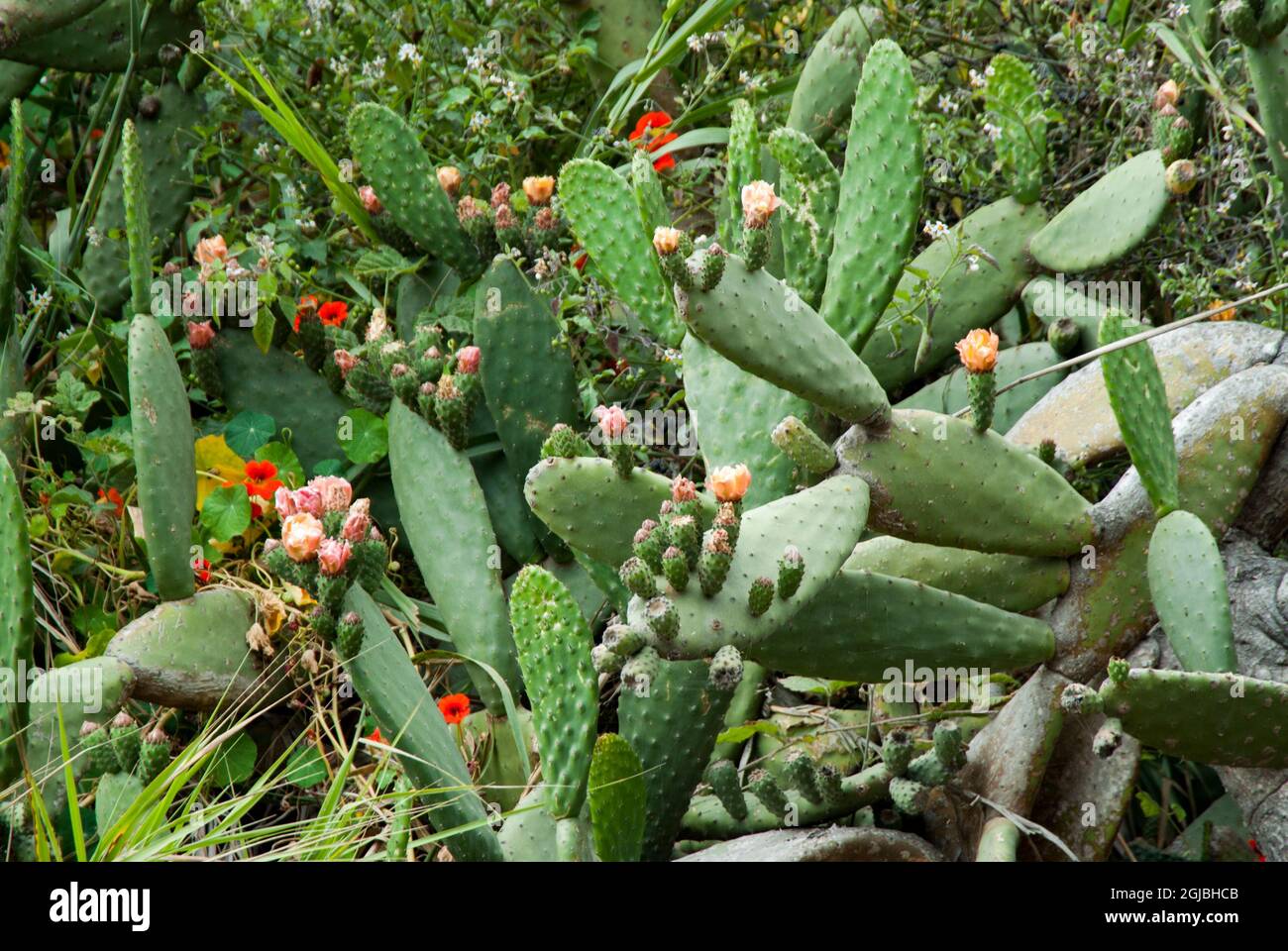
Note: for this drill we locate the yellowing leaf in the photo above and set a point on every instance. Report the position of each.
(217, 464)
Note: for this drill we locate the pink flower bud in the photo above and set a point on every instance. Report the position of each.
(370, 201)
(335, 491)
(468, 360)
(333, 556)
(200, 335)
(301, 535)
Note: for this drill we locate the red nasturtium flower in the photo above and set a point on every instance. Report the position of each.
(112, 497)
(334, 313)
(651, 137)
(455, 707)
(307, 303)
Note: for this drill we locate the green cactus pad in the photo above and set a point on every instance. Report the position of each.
(764, 326)
(673, 727)
(862, 625)
(192, 654)
(824, 92)
(167, 150)
(1186, 581)
(617, 796)
(969, 298)
(1012, 582)
(391, 688)
(823, 522)
(935, 479)
(949, 393)
(1138, 401)
(733, 414)
(554, 652)
(880, 204)
(17, 617)
(528, 377)
(1108, 221)
(742, 167)
(585, 502)
(445, 517)
(810, 191)
(1220, 719)
(601, 211)
(163, 458)
(406, 182)
(1016, 107)
(99, 42)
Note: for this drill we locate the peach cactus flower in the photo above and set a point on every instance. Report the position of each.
(333, 556)
(758, 204)
(301, 535)
(666, 240)
(450, 179)
(210, 251)
(539, 188)
(729, 482)
(612, 420)
(978, 351)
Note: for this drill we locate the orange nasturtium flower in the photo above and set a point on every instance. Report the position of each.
(651, 131)
(455, 707)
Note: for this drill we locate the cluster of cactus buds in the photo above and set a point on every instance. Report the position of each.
(432, 375)
(329, 543)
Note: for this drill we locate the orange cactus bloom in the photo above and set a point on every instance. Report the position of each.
(978, 351)
(729, 482)
(1227, 312)
(651, 131)
(455, 707)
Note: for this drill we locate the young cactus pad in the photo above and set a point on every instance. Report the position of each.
(1186, 581)
(554, 651)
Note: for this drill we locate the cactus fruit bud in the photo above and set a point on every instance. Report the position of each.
(1181, 176)
(803, 446)
(802, 776)
(450, 179)
(726, 518)
(604, 660)
(729, 482)
(722, 779)
(1064, 337)
(791, 571)
(348, 635)
(1080, 698)
(638, 578)
(622, 639)
(675, 566)
(897, 752)
(640, 671)
(1108, 739)
(909, 795)
(711, 266)
(948, 744)
(725, 672)
(539, 188)
(763, 787)
(686, 535)
(713, 562)
(563, 442)
(662, 617)
(760, 595)
(1167, 94)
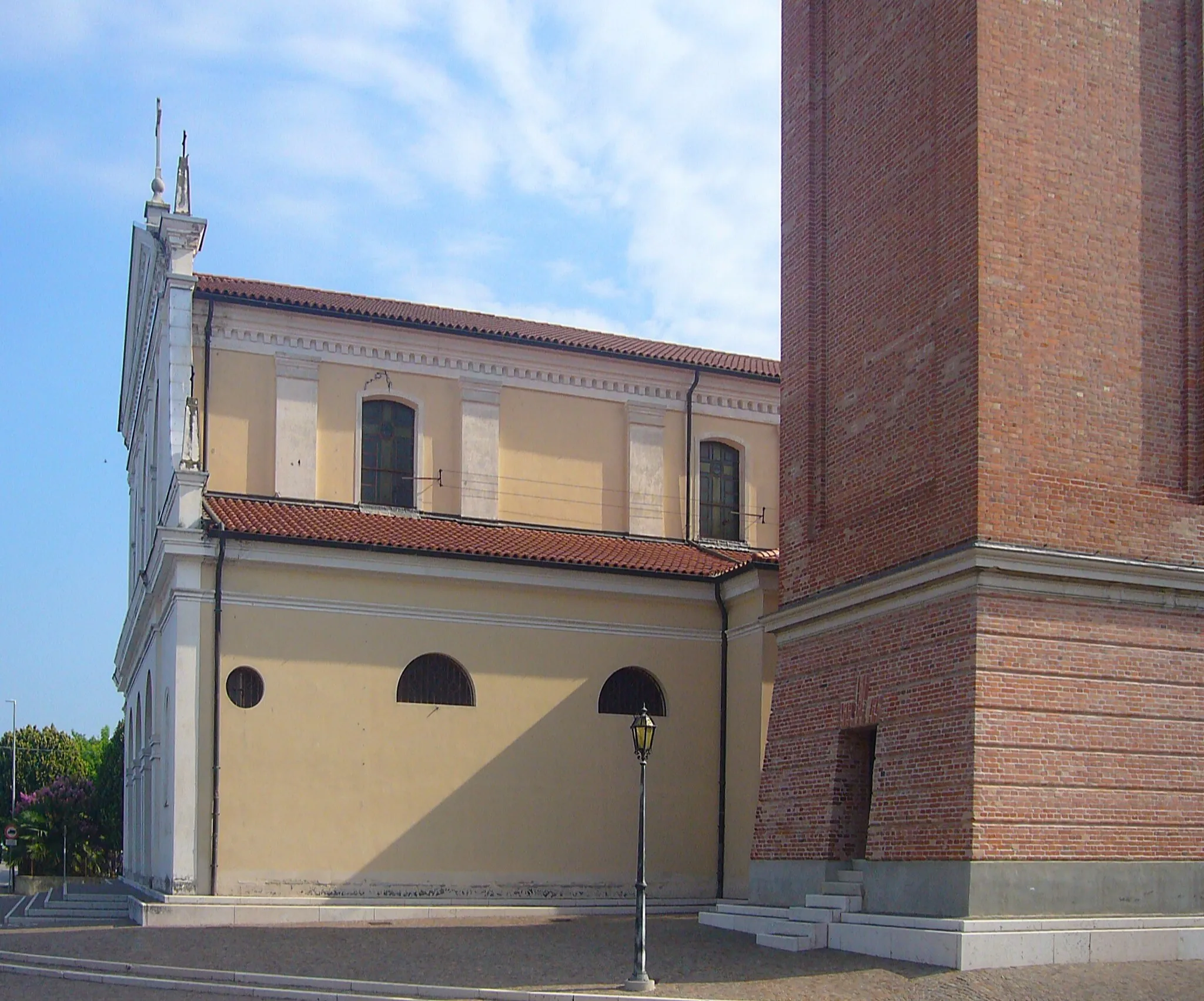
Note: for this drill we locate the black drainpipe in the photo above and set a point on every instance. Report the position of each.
· · · ·
What is required:
Please return, without any change, the lines from the line containing "Note: for this drill we locate the orange nasturtium" through the last line of the entries, dropping the pictures.

Your solution:
Note: for this drill we locate the orange nasturtium flower in the photo above and set a point on every instance. Report the position of each.
(651, 131)
(455, 707)
Note: for this drill we locate the cluster of cactus buds in the photo above and set a point on every instance. Report the position of each.
(432, 375)
(329, 543)
Note: for this drill we locate the orange cactus bloom in the photo above and set a point on every instance. Report the position of each.
(978, 351)
(729, 482)
(1227, 312)
(651, 131)
(455, 707)
Note: for this drill we locate the young cactus pad in the photo above and set a point on every instance. Report the position of each.
(1186, 581)
(554, 651)
Note: for this drill we locate the cactus fruit bud in the photo above and set a point on every instance. Report the position of each.
(1181, 176)
(803, 446)
(802, 776)
(450, 179)
(726, 518)
(604, 660)
(729, 482)
(722, 779)
(1064, 337)
(791, 571)
(348, 635)
(1080, 698)
(638, 578)
(622, 639)
(675, 566)
(897, 752)
(640, 671)
(1108, 739)
(909, 795)
(711, 266)
(948, 744)
(725, 672)
(539, 188)
(763, 787)
(686, 535)
(713, 562)
(563, 442)
(662, 617)
(760, 595)
(1167, 94)
Note: for this drill we locate the black drainpipe in the photo above and set a point on every instance. Report the position of each.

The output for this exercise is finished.